--- Start Text section ---

2024 in review
A terrible year that gave us some great cars
A look back at 2024 by CAR columnist Mark Walton, who’s pleasantly surprised to still be sniffing petrol fumes and hearing the growl of new V12 engines

Perhaps 2024 will be remembered as the year that petrol fought back. Of course, the odds of internal combustion winning this war in the long term are pretty slim, but for those of us who love engines – big, small, two-stroke, four-stroke, lawnmower, chainsaw, V16 or twin – for us, there was something satisfying about 2024.
Because until now, the steady march of electric cars – like the rise of the machines in a Terminator movie – has been painfully relentless. Ever since Elon Musk launched the Tesla Model S back in 2012, we’ve been brainwashed into thinking that internal-combustion engines are toast and – certainly if you’re in the UK – we’ll all be driving washing machines and fridges by 2030.
Maybe you can detect I’m an EV sceptic? In fact, certain developments in 2024 made me realise my position is not that simple. Some new EVs have shown that they don’t have to be drab, sterile white goods with all the humanity of a Duracell battery. At the beginning of the year, Hyundai axed its petrol hot hatches in Europe, which was a shame because its sporty N badge had won a lot of fans; but then a few months later it made amends by launching the ludicrous Ioniq 5 N.

With its synthetic engine noise, a simulated gearbox and more power than a McLaren F1 (a brain-squidging 641bhp) it should have been a silly plastic decoy, as satisfying as owning a house in Facebook’s Metaverse. In fact, the 5 N is so convincing, it elicits a Pavlovian response in car enthusiasts, like a dog being offered a treat: you just can’t help but bark with joy as you power up through the ‘gears’ to the sound of that ‘throaty exhaust gargle’. Woof!
Porsche also launched its electric Macan, its first fully electric SUV. Despite being blighted by the nonsensical ‘Turbo’ badge – as fake as that ‘throaty exhaust gargle’ I was talking about – the Macan is fast, with sharp handling and blessed with a gorgeous contemporary interior. It’s arguably every bit as compelling as the outgoing petrol version – especially the rear-drive, base-spec, 355bhp version, which we liked very much when we drove it in October.

--- End Text section ---
--- Start Extracted material ---

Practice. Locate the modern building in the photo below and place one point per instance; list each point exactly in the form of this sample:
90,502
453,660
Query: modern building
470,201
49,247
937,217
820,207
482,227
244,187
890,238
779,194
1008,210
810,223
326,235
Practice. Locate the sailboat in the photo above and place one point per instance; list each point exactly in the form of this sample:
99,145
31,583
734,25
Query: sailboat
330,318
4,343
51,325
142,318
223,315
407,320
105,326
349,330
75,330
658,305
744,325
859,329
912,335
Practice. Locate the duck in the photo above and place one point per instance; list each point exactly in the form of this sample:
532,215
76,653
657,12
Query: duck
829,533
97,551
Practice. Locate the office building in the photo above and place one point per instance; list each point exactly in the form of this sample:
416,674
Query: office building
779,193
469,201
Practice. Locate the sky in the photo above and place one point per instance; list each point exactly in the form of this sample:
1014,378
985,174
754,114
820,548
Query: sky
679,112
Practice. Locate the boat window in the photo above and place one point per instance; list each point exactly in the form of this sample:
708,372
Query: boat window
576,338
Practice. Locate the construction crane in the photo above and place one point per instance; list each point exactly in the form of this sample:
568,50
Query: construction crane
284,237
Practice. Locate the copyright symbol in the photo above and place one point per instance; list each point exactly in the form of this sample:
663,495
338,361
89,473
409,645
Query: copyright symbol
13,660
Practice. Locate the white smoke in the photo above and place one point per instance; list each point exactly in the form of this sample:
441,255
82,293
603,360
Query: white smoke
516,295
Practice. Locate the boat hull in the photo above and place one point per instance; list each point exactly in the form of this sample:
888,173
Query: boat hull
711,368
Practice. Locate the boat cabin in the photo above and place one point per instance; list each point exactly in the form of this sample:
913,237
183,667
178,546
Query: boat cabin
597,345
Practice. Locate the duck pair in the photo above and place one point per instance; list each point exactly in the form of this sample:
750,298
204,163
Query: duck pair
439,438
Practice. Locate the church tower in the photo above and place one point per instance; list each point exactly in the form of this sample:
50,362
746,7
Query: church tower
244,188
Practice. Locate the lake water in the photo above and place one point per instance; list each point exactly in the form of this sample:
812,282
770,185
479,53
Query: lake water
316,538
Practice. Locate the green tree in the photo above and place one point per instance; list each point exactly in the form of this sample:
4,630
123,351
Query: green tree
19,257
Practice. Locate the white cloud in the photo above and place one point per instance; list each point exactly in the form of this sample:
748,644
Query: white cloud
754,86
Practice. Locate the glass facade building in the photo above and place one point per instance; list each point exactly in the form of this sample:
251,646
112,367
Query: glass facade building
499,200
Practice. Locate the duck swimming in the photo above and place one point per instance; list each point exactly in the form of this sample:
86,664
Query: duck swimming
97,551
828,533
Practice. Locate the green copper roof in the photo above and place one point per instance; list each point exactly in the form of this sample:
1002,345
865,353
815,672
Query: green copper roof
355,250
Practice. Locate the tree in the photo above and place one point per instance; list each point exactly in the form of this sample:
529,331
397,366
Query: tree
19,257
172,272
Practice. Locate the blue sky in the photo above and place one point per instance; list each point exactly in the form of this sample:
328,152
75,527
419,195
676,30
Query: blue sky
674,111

--- End Extracted material ---

- **Requests**
- 1) Translate this sentence from the 2024 car review into Spanish: "Porsche also launched its electric Macan, its first fully electric SUV."
- 2) According to the 2024 car review, how much power does the Hyundai Ioniq 5 N have?
These lines come from a separate source.

- **Written responses**
- 1) Porsche también lanzó su Macan eléctrico, su primer SUV totalmente eléctrico.

- 2) 641bhp